Crônica »
Assédio reverso

Por Flávio Dutra

Sou um recontador de histórias. Ouço na mesa ao lado, acrescento uns adjetivos e advérbios e repasso adiante. É o caso a seguir, que trata de um tema que está na ordem do dia: o repúdio ao assédio em todas as suas formas. O relator original da situação, que classifico como escabrosa, foi meu amigo Maurício, aqui identificado com nome trocado, por razões óbvias.

Certo dia, ele interrompeu minha labuta no computador e, quase sussurrando, me revelou a enorme angústia que o atormentava. Era sobre assédio e ele se dizia a vítima.

(Entradas de dados extraídas)
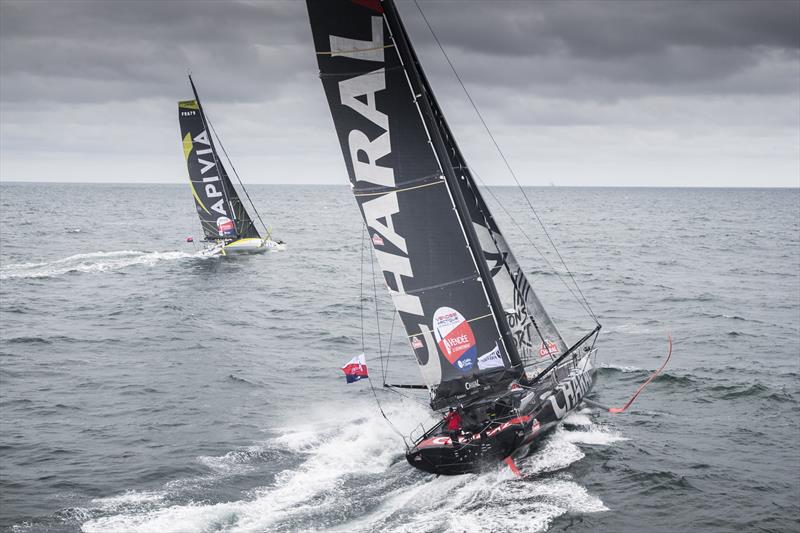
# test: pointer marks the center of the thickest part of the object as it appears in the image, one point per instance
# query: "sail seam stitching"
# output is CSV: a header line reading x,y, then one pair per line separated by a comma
x,y
354,51
387,191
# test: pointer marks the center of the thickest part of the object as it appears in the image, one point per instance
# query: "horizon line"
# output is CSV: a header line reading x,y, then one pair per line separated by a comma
x,y
554,186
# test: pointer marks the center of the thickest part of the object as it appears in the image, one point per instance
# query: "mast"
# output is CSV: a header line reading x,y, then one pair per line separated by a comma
x,y
414,71
213,151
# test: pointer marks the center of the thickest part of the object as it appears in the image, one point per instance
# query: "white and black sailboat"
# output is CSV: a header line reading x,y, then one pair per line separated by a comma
x,y
472,319
227,226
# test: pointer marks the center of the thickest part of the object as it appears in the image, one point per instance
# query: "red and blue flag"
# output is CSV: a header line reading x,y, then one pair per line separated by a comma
x,y
356,368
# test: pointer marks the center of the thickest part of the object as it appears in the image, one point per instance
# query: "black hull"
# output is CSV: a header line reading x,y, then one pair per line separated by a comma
x,y
541,409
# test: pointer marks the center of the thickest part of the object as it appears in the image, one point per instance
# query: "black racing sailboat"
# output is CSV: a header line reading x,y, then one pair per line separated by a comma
x,y
227,226
479,333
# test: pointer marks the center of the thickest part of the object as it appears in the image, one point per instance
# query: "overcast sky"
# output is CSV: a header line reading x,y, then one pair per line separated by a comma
x,y
577,93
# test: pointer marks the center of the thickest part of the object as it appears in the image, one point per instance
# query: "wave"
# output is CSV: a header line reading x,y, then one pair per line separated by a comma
x,y
350,475
89,262
664,377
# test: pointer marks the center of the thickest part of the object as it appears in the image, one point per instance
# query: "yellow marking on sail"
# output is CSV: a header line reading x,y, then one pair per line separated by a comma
x,y
187,146
470,320
355,51
439,182
197,198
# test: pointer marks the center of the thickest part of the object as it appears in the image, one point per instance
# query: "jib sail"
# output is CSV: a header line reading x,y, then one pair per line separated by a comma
x,y
410,201
221,212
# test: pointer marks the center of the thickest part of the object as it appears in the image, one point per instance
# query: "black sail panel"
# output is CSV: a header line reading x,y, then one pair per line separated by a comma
x,y
398,184
535,334
245,227
206,177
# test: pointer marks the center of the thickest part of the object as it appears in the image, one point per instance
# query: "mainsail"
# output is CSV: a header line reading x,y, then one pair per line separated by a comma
x,y
222,214
468,322
536,336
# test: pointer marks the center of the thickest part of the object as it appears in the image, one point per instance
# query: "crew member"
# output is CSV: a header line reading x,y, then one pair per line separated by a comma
x,y
452,423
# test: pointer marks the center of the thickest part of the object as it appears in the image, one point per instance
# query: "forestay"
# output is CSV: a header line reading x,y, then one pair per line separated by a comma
x,y
535,334
222,214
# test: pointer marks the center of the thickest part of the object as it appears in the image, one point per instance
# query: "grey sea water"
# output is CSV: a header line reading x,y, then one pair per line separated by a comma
x,y
144,388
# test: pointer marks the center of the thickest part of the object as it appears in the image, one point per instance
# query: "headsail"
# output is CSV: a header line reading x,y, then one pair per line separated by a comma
x,y
536,336
407,200
221,212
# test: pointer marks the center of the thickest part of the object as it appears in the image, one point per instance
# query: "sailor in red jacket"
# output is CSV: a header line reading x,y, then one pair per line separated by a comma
x,y
452,423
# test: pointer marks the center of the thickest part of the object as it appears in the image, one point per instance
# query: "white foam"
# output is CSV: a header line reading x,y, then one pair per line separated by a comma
x,y
337,443
233,462
128,499
91,262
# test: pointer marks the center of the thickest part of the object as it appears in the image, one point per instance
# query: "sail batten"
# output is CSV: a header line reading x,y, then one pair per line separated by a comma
x,y
421,231
222,213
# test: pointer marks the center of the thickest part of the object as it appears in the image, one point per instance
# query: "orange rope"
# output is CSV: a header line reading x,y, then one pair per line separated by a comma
x,y
616,410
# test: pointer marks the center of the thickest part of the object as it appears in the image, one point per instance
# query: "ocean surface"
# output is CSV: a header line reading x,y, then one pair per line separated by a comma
x,y
146,388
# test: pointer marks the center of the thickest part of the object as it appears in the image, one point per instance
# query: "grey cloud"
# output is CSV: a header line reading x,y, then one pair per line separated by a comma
x,y
562,84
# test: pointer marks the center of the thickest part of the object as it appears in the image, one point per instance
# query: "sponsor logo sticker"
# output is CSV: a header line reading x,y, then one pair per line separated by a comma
x,y
455,338
491,359
226,227
550,349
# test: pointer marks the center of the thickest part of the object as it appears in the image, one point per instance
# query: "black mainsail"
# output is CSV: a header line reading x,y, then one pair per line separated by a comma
x,y
407,189
472,318
535,334
222,214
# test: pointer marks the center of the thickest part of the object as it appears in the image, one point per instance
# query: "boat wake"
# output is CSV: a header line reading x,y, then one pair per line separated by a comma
x,y
351,476
91,262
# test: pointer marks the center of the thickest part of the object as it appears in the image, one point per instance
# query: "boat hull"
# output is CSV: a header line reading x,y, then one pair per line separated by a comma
x,y
253,246
540,410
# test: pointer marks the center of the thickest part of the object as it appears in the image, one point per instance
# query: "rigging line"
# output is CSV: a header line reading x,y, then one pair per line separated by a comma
x,y
361,291
258,215
375,298
363,343
502,155
439,182
533,244
389,347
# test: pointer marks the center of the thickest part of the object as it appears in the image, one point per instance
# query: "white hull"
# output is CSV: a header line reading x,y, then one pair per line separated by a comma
x,y
244,246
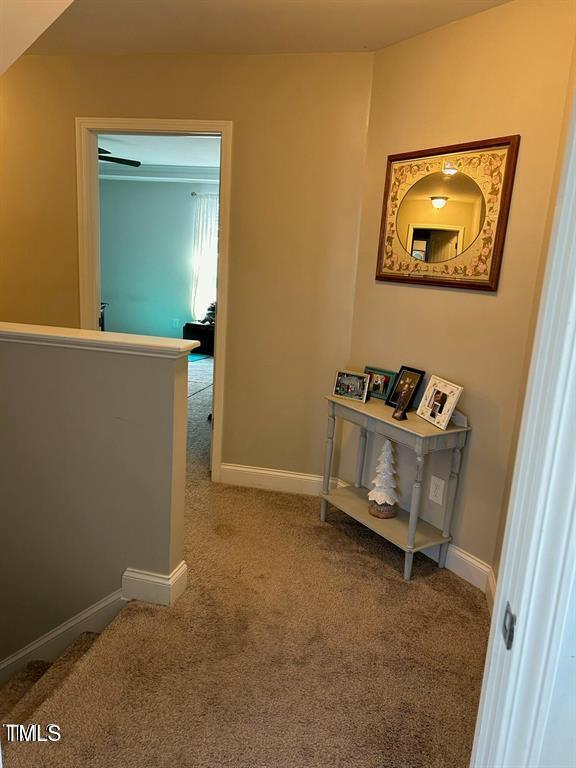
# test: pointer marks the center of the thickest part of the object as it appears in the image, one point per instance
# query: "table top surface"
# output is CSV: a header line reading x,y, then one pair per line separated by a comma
x,y
377,409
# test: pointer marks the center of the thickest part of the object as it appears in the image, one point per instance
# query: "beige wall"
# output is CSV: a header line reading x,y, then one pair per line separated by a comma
x,y
299,140
498,73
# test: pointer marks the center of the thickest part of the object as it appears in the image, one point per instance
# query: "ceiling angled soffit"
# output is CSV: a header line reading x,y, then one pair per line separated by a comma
x,y
246,26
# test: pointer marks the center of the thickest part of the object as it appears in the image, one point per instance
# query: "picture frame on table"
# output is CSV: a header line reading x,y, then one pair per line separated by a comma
x,y
405,387
351,385
439,401
381,382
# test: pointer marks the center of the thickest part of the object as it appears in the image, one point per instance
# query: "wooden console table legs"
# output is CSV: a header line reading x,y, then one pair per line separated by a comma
x,y
360,457
450,499
328,460
414,513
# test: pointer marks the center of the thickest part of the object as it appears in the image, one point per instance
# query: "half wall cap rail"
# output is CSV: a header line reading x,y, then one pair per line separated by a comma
x,y
100,341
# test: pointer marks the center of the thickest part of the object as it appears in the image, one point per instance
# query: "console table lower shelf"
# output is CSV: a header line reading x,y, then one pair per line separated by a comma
x,y
354,502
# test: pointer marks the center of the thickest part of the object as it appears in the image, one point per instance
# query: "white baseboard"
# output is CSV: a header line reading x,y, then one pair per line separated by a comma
x,y
491,589
272,479
463,564
48,647
158,588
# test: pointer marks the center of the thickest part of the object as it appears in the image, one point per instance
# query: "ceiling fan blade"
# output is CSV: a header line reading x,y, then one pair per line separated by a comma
x,y
121,161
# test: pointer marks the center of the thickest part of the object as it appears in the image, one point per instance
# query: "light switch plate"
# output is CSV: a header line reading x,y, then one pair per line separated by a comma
x,y
436,489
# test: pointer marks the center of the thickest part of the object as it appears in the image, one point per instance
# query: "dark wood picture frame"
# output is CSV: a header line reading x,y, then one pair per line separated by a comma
x,y
393,397
489,243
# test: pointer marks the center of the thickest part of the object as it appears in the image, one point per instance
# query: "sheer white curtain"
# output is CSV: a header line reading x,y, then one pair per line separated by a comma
x,y
204,253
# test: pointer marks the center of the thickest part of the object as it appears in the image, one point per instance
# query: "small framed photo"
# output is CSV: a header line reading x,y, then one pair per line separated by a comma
x,y
405,387
352,385
439,401
381,382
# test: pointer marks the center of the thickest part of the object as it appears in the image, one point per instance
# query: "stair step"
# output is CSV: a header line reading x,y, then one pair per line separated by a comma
x,y
51,680
19,685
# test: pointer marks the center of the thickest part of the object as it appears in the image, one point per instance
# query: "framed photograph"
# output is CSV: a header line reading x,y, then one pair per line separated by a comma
x,y
352,385
381,382
439,401
405,387
445,214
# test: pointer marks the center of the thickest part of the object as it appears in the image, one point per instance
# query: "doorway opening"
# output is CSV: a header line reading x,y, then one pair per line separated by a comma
x,y
153,208
159,210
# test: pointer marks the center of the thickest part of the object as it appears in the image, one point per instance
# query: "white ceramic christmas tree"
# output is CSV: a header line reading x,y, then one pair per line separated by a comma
x,y
383,496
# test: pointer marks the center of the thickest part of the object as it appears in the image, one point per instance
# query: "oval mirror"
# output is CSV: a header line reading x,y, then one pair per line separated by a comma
x,y
440,216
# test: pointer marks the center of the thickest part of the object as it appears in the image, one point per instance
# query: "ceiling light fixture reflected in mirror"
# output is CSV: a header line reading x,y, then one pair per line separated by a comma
x,y
449,168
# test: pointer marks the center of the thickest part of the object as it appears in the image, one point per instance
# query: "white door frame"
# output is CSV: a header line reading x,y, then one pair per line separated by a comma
x,y
87,130
538,572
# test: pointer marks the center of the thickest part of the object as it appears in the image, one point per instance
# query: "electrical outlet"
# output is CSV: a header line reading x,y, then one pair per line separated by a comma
x,y
436,489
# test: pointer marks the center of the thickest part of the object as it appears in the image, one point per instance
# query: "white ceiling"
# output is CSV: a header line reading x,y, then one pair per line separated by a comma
x,y
197,151
246,26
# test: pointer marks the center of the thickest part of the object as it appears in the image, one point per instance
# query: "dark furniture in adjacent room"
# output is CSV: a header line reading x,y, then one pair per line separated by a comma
x,y
202,333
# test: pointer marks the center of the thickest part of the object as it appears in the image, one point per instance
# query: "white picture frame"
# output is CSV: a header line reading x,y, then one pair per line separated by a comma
x,y
351,385
439,401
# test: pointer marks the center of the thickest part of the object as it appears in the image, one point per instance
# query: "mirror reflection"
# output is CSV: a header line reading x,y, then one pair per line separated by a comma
x,y
441,215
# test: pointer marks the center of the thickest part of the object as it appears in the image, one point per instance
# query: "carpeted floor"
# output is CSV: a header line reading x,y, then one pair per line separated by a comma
x,y
296,645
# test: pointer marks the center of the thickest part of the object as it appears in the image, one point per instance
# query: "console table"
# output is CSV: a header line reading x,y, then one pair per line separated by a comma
x,y
407,530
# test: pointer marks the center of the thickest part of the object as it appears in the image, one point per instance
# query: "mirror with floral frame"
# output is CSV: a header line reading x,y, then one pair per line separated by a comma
x,y
445,214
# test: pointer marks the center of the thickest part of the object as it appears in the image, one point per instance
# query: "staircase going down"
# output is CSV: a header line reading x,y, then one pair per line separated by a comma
x,y
21,696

Tarefas »
1 - Na crônica, quem foi o relator original da situação?
2 - Prossiga a crônica sobre assédio reverso depois da última frase apresentada.

Respostas esperadas »
1 - Maurício, um amigo do narrador, identificado com nome trocado.

2 -
Maurício é um quarentão bem apanhado e bem casado, homem temente a Deus e realizado pessoal e profissionalmente. Até diria que é uma reserva moral nestes tempos tão conturbados e contraditórios. Pois, são manifestações destes tempos que angustiam o amigo, que passou a receber mensagens pra lá de despudoradas de moças e senhoras tidas como respeitáveis. Não uma, nem duas mensagens. Várias. Mensagens carregadas de erotismo, convites safados, propostas indecorosas, declarações com palavreado de fazer inveja àquele ex-presidenciável flagrado em negociações escusas na Lava Jato. E, pasmem, mensagens ilustradas por muitos nudes, inclusive das partes pudendas.

Foi demais para o nosso amigo que, diferentemente de Chico Buarque em sua nova música, não está disposto a abandonar o lar para uma aventura fugaz. A perturbação levou-o a procurar uma explicação para esse desordenamento nas relações entre homens e mulheres.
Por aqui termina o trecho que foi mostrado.